— start MATERIAL SHOWN —

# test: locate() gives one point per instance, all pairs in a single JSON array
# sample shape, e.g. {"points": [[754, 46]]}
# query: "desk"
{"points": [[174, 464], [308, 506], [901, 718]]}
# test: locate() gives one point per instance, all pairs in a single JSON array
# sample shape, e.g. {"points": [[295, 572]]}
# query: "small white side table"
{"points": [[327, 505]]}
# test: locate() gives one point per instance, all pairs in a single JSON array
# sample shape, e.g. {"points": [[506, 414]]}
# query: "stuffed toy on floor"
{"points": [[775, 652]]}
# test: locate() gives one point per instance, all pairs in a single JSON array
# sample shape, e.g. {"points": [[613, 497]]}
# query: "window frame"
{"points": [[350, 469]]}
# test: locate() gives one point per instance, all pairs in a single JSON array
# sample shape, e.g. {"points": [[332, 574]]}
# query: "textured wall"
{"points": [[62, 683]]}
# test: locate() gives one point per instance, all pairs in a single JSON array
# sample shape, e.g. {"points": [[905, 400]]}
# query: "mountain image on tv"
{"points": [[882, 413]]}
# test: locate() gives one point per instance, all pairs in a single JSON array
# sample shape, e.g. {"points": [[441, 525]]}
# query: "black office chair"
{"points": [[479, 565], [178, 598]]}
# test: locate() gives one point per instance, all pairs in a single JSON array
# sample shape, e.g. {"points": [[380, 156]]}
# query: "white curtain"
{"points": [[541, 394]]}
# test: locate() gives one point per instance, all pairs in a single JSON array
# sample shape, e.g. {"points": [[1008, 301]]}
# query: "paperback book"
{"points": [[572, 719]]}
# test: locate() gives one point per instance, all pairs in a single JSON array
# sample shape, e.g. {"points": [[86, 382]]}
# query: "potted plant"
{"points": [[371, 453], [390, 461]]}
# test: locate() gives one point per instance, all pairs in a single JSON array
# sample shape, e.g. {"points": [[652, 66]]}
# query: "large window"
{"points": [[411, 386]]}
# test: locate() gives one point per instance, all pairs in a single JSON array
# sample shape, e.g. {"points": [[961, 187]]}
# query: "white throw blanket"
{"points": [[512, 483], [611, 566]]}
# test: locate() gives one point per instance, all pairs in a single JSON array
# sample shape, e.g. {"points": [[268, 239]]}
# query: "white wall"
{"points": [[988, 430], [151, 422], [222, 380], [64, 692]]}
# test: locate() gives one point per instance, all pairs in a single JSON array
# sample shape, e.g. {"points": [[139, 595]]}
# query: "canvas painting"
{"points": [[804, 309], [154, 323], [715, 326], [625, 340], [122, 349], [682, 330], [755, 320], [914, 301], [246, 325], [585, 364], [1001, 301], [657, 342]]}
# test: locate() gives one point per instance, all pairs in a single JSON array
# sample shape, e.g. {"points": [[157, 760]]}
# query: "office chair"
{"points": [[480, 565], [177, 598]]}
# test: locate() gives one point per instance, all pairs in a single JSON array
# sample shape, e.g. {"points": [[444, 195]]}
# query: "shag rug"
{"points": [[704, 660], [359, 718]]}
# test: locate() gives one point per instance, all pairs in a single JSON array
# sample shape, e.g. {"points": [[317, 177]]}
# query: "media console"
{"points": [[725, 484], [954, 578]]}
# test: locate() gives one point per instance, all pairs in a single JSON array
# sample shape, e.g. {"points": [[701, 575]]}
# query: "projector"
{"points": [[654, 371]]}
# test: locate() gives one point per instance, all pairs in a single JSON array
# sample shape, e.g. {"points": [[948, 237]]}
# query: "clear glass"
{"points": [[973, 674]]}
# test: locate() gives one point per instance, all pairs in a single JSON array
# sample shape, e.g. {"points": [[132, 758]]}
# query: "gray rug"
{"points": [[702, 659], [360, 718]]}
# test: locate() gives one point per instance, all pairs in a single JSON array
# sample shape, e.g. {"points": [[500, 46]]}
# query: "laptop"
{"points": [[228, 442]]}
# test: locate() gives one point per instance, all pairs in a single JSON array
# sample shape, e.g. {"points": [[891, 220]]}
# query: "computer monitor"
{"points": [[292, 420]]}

— end MATERIAL SHOWN —

Set down the listing above in full, please, exactly as it appears.

### EXERCISE OUTPUT
# test: locate() gives one point per instance, all pairs in a single JSON array
# sample shape, e.g. {"points": [[754, 46]]}
# query: "desk"
{"points": [[174, 464], [308, 506], [901, 718]]}
# test: locate() gives one point per instance, all pairs in a single JSON array
# sample shape, e.g. {"points": [[295, 572]]}
# query: "small white side table"
{"points": [[327, 505]]}
# test: locate() gives one point per instance, all pairs in a single JSON array
# sample shape, e.g. {"points": [[506, 414]]}
# query: "stuffed toy on floor"
{"points": [[775, 652]]}
# test: locate() gives one point per instance, all pairs in a single JSON array
# sample shape, e.g. {"points": [[613, 497]]}
# query: "window frame"
{"points": [[350, 469]]}
# test: locate() gives one point per instance, all pairs in a single JSON array
# sample shape, e.g. {"points": [[332, 574]]}
# query: "textured wall"
{"points": [[62, 683]]}
# test: locate() gives one point per instance, all pairs in a single JSON array
# sample shape, e.g. {"points": [[905, 400]]}
# query: "mountain image on tv"
{"points": [[882, 413]]}
# test: locate() gives one point per instance, all pairs in a single JSON array
# sample shape, e.g. {"points": [[441, 525]]}
# query: "black office chair"
{"points": [[479, 565], [178, 598]]}
# test: locate() gives one point per instance, all pairs in a single JSON array
# sample shape, e.g. {"points": [[380, 156]]}
# query: "white curtain"
{"points": [[541, 394]]}
# test: locate() gives one point per instance, all pairs in a single JSON array
# sample shape, e.g. {"points": [[1008, 301]]}
# query: "paperback book"
{"points": [[572, 719]]}
# test: locate() gives one point per instance, all pairs in a single JSON array
# sample shape, e.g. {"points": [[86, 382]]}
# query: "potted plant"
{"points": [[371, 453], [390, 461]]}
# test: locate() gives one point per instance, all pairs in a single JSON array
# sample shape, e.g. {"points": [[652, 66]]}
# query: "large window"
{"points": [[411, 386]]}
# test: locate() gives one point per instance, all pairs in a single JSON array
# sample shape, e.g. {"points": [[961, 187]]}
# query: "white throw blanket"
{"points": [[512, 483], [611, 566]]}
# test: locate() gives one point per instance, all pairs in a single JSON array
# sample shape, e.g. {"points": [[268, 239]]}
# query: "white wall"
{"points": [[988, 430], [151, 422], [222, 380], [64, 692]]}
# test: locate() gives one point per instance, all pairs in a single JSON array
# sample shape, e.g. {"points": [[139, 595]]}
# query: "canvas painting"
{"points": [[804, 309], [154, 323], [715, 326], [625, 340], [122, 349], [682, 330], [755, 320], [914, 301], [246, 325], [585, 364], [1001, 301], [657, 342]]}
# test: locate() gives one point per instance, all pairs in a single JSON array
# sample shape, e.g. {"points": [[157, 760]]}
# query: "office chair"
{"points": [[480, 565], [177, 598]]}
# test: locate() gives one point per instance, all pairs in a single JSON array
# sample shape, e.g. {"points": [[444, 195]]}
# query: "shag rug"
{"points": [[704, 660], [359, 718]]}
# test: locate() gives one point per instance, all pairs in a single JSON array
# sample shape, e.g. {"points": [[317, 177]]}
# query: "media console"
{"points": [[725, 484], [954, 578]]}
# test: locate() gives one point per instance, all pairs in a single JSON array
# sample shape, e.g. {"points": [[701, 575]]}
# query: "projector"
{"points": [[654, 371]]}
# test: locate() gives one point per instance, all pairs in a single JSON array
# sample shape, e.g. {"points": [[948, 237]]}
# query: "clear glass"
{"points": [[973, 674]]}
# test: locate() gives one point per instance, all pairs in a single JSON array
# sample shape, e.g. {"points": [[132, 758]]}
# query: "gray rug"
{"points": [[702, 659], [360, 718]]}
# test: locate() gives one point per instance, all pairs in a single JSON array
# sample shape, e.g. {"points": [[500, 46]]}
# query: "laptop"
{"points": [[228, 442]]}
# test: locate() gives one point per instance, all pairs in a single JSON array
# sample shape, e.g. {"points": [[891, 220]]}
# query: "computer monitor"
{"points": [[292, 420]]}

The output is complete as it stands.